First, capital gains are taxed on a “realization” basis, which means the investor does not incur capital gains taxes until the asset is sold. According to empirical evidence, this creates a “lock-in” effect where investors have an incentive to keep their capital invested in a particular asset when they might otherwise sell.

For example, investors may delay selling capital assets because they anticipate a change in government and a reversal back to the previous inclusion rate. This means the Trudeau government is likely overestimating the potential revenue gains from its capital gains tax hike, given that individual investors will adjust the timing of their asset sales in response to the tax hike.

Second, the lock-in effect creates a drag on economic growth as it incentivizes investors to hold off selling their assets when they otherwise might, preventing capital from being deployed to its most productive use and therefore reducing growth.

Data extracts:
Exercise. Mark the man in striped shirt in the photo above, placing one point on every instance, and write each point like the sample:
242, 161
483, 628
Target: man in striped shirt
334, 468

==

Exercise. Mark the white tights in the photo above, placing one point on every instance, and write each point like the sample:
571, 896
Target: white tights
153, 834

---

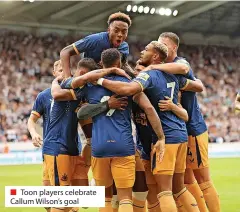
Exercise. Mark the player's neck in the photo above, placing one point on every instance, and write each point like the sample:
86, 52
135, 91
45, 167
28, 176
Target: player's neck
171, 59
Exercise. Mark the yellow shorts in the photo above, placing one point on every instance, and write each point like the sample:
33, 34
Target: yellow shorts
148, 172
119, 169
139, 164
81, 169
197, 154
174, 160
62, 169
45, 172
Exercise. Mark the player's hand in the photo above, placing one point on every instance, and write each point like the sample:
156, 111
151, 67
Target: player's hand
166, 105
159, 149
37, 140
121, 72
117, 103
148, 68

Exercise:
Repeat the stretch of the capital gains passage from "For example, investors" through "therefore reducing growth.". The data is separate material unrelated to the passage on capital gains taxation.

Written solution:
For example, investors may delay selling capital assets because they anticipate a change in government and a reversal back to the previous inclusion rate. This means the Trudeau government is likely overestimating the potential revenue gains from its capital gains tax hike, given that individual investors will adjust the timing of their asset sales in response to the tax hike.

Second, the lock-in effect creates a drag on economic growth as it incentivizes investors to hold off selling their assets when they otherwise might, preventing capital from being deployed to its most productive use and therefore reducing growth.